* TEXT:
........
5. Evidence Dependencies With Other Groups Met:

This specification has been extensively sent for review to external groups, most notably MPEG and FOMS, and they have not expressed any comment on dependencies.


6. Evidence that the document has received Wide Review:

Two extensive rounds of wide review were conducted, as documented in https://www.w3.org/wiki/TimedText/WebVTT_Wide_Review



7. Evidence that Issues Have Been Formally Addressed:

The tables in the wide review page, and the linked GitHub issues and BugZilla bugs, show the dispositions.

There are [[at least]] two issues raised where the commenter does not agree:

https://github.com/w3c/webvtt/issues/370 — the commenter would like timestamps not to insist on three digits after the decimal point
https://github.com/w3c/webvtt/issues/372 – the commenter wishes the default background to be 100% black, not 80%


8. Objections:

There are no Formal Objection from a TTWG Member or other parties,
during the preparation of this specification.


9. Features marked as "at risk":

The Working Group has not identified features "at risk" for this  specification.
........
* SUPPLIED INFORMATION:

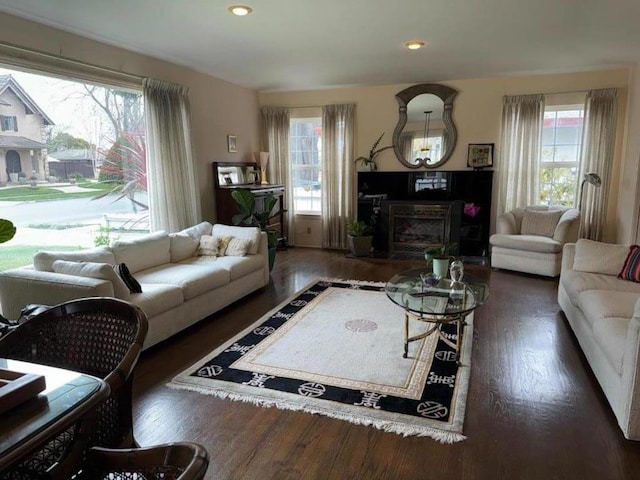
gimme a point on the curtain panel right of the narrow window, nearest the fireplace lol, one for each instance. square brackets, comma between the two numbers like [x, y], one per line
[337, 173]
........
* PROBLEMS AND TASKS:
1) Change "extensively" to "widely" in the stretch of the WebVTT text from "This specification has" through "comment on dependencies.", and write that stretch out again.
2) Summarize the WebVTT text in two sentences.
Work from the WebVTT text alone, not the listing.

* ANSWERS TO THE EXERCISE:
1)
This specification has been widely sent for review to external groups, most notably MPEG and FOMS, and they have not expressed any comment on dependencies.

2) The specification was sent for review to external groups, most notably MPEG and FOMS, who made no comment on dependencies, and two extensive rounds of wide review were conducted. The dispositions of issues are shown in the wide review page and the linked issues and bugs, though at least two commenters do not agree, and there are no formal objections and no features marked "at risk."